-- BEGIN Dataset rows --

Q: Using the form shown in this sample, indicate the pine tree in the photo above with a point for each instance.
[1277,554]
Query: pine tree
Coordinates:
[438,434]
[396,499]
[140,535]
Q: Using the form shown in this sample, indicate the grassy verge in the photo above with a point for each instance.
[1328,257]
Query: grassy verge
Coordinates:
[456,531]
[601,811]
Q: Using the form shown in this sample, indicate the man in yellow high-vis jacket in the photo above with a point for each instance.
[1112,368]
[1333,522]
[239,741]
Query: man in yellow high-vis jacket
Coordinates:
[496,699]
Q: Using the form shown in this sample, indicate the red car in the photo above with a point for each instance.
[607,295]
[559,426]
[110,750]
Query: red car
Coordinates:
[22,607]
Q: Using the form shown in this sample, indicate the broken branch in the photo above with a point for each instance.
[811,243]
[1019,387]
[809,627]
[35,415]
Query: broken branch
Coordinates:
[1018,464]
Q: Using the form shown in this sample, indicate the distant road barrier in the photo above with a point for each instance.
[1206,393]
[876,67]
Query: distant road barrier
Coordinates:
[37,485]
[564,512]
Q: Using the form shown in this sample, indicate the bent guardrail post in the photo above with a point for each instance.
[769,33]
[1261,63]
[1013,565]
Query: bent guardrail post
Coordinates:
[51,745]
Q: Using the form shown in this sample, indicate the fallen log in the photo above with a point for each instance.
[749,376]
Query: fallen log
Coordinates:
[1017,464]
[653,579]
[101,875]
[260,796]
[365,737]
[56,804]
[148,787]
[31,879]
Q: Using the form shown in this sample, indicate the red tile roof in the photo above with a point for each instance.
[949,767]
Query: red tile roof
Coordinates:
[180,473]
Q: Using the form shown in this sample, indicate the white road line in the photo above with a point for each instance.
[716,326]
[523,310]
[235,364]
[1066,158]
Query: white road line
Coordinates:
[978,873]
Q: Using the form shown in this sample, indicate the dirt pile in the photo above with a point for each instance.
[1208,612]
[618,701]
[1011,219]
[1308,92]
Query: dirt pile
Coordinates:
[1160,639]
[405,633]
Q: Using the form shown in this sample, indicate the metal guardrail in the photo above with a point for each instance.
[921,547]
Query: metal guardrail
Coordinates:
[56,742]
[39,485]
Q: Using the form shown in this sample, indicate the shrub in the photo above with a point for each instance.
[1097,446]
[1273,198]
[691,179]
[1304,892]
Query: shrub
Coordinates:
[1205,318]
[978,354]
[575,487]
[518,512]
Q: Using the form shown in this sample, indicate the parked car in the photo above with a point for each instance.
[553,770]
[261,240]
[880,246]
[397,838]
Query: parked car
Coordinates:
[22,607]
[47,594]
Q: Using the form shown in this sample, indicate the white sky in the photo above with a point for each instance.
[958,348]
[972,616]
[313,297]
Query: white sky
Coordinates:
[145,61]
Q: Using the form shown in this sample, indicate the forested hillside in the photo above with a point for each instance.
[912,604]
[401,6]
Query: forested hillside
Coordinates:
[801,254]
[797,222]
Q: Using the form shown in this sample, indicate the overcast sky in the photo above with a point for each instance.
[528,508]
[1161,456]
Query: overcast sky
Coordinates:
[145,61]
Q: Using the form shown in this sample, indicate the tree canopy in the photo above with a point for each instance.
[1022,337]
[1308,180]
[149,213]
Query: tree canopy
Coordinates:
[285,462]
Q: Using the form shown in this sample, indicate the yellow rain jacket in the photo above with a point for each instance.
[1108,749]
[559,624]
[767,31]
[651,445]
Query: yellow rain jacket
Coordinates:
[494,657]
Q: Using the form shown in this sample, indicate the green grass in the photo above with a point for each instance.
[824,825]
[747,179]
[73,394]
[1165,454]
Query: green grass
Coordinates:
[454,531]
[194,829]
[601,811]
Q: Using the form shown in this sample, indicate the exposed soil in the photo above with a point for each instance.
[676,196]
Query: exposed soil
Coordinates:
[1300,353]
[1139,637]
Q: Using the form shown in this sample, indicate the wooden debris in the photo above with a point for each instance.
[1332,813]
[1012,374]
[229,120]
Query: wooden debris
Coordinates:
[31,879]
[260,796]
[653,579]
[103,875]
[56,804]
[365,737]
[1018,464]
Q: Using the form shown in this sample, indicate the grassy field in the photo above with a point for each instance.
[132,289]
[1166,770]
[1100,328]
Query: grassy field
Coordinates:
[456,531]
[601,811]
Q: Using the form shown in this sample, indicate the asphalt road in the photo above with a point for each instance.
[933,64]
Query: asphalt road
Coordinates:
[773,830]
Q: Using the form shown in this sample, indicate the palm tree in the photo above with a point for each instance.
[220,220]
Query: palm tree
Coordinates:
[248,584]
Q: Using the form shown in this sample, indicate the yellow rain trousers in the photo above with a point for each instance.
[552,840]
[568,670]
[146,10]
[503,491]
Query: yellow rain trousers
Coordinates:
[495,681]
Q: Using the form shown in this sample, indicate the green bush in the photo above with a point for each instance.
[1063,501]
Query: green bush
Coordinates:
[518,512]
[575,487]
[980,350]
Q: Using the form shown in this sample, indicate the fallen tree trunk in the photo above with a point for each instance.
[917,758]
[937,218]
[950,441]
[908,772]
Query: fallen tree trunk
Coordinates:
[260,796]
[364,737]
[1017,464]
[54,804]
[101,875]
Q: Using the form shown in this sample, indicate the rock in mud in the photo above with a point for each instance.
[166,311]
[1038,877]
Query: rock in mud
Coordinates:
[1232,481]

-- END Dataset rows --

Print all of the records above again, line for line, with nothing changed.

Q: Using the form shown in this sample, indicate the pine tree in the photo above with a point for each instance.
[1277,554]
Query: pine tree
Coordinates:
[438,434]
[396,499]
[140,535]
Q: Using the form shown in this sample, indicate the grassy verge in the photo above with a point for each instance.
[1328,257]
Query: grassy verge
Coordinates:
[456,531]
[601,811]
Q: Using the form shown in this sample, indicate the man in yellow high-vis jacket in the photo above with a point for each instance.
[1112,368]
[1333,522]
[239,741]
Query: man in yellow high-vis jacket
Coordinates:
[496,699]
Q: Using the form shown in this sample, indicate the red car in the photo above with a point for each instance.
[607,295]
[559,426]
[110,750]
Query: red car
Coordinates:
[22,607]
Q: Using the form shown in this sample, indicate the broken branch in the photo above with a point for each instance.
[811,243]
[1019,387]
[809,627]
[35,415]
Query: broken branch
Coordinates:
[1018,464]
Q: Using the form shown in this sample, indicate the distant road barrier in the photo above with a point for each instance.
[1206,393]
[876,67]
Query: distant road barrier
Coordinates:
[37,485]
[564,512]
Q: Using the form shown in this sample, indicate the bent guardrail post in the photo above with a point for each instance.
[769,33]
[1261,63]
[1013,565]
Query: bent guardrail post
Coordinates:
[51,745]
Q: Using the form shown in this sample, indicate the fallen log in the photo above with a point for each instance.
[749,376]
Query: fallen log
Coordinates:
[1017,464]
[653,579]
[101,875]
[260,796]
[365,737]
[56,804]
[148,787]
[31,879]
Q: Using the form shown in this sample, indicate the red tile roof in the photo above with a point for each instance.
[949,767]
Query: red tile roof
Coordinates:
[180,473]
Q: Using the form shown in this sample, indicate the white road line in the photo above with a point for each instance.
[716,326]
[523,310]
[235,364]
[1066,158]
Query: white road line
Coordinates:
[978,873]
Q: Using the form shown in this sample, indicate the dirt pile in the photo above with a point for each instance.
[1208,612]
[618,701]
[1011,219]
[1308,92]
Query: dirt pile
Coordinates:
[1160,639]
[405,633]
Q: Using the form shown in this sample, indicate the metal guardrail in the photo above with a point for each instance.
[921,547]
Query: metal guardrail
Coordinates:
[56,742]
[39,485]
Q: Using the form shown in this sample, indicate the shrub in the photo above with a point for each instance.
[1097,446]
[1273,198]
[691,179]
[1304,892]
Query: shrub
Coordinates:
[1205,318]
[978,354]
[575,487]
[518,512]
Q: Using the form shown in this sample, indicate the parked car in the photo above with a point for each instance.
[553,770]
[261,240]
[880,246]
[397,838]
Query: parked car
Coordinates:
[22,607]
[47,594]
Q: Using the form shown in this sample, indicate the white sky in the photo above with a point for each instance.
[958,348]
[972,616]
[313,297]
Query: white sky
Coordinates:
[145,61]
Q: Using the form shown in this sample, indicate the forested hillside in the photo above with a point for each instance.
[912,604]
[401,6]
Query: forested hillside
Coordinates:
[801,254]
[797,222]
Q: Using the form shown in this sample, indicate the overcast sky in the photo above with a point for each instance.
[528,508]
[1161,456]
Query: overcast sky
Coordinates:
[145,61]
Q: Using the form shown in this sample, indicate the tree canopy in the photo above with a point for each instance.
[1022,337]
[1308,180]
[149,213]
Query: tree canopy
Coordinates:
[285,462]
Q: Using the form shown in this sample, indicate the yellow rain jacket in the photo above with a point for each instance.
[1108,749]
[559,624]
[767,31]
[651,445]
Query: yellow rain jacket
Coordinates:
[494,657]
Q: Using the form shown in this sample, indicate the green grass in the photo above with a point for each instance.
[824,825]
[747,179]
[73,394]
[1165,454]
Query: green grass
Coordinates:
[454,531]
[194,829]
[601,811]
Q: Using the form shown in this sample, indicate the exposed soil in the photo above with a point for each instance.
[676,196]
Query: exposed soil
Coordinates:
[1300,353]
[1139,637]
Q: Using the form shown in this sample, indicate the wooden debris in the photo above with a point for each instance.
[1332,813]
[1012,374]
[229,120]
Query: wooden debris
Coordinates:
[31,879]
[260,796]
[653,579]
[103,875]
[56,804]
[365,737]
[1018,464]
Q: Using the form shown in this sample, indicate the grassy field in the photo above with a point for each instance.
[132,289]
[1166,770]
[1100,328]
Query: grassy field
Coordinates:
[456,531]
[601,811]
Q: Using the form shown in this sample, indicate the asphalt road in the photo above with a point for each instance.
[933,64]
Query: asphalt road
Coordinates:
[773,830]
Q: Using the form shown in this sample, indicate the palm tree in the photo above with a point for each instance.
[220,220]
Query: palm tree
Coordinates:
[248,584]
Q: Using the form shown in this sample, indicate the yellow rain trousers in the photo above with a point for each instance.
[552,840]
[568,670]
[146,10]
[503,491]
Query: yellow rain trousers
Coordinates:
[495,681]
Q: Using the form shown in this sample, indicate the green bush in the photo above with a point for each instance.
[1063,501]
Query: green bush
Coordinates:
[518,512]
[575,487]
[980,350]
Q: Using the form shown in this sample, indicate the fallen tree trunk in the photo above with a point for each instance.
[917,758]
[937,218]
[950,441]
[908,772]
Query: fallen tree trunk
Coordinates:
[260,796]
[364,737]
[1017,464]
[54,804]
[101,875]
Q: Using the form shown in this sample, indicate the rock in mud in the photo above with a point for each instance.
[166,311]
[1038,877]
Query: rock in mud
Coordinates:
[1232,481]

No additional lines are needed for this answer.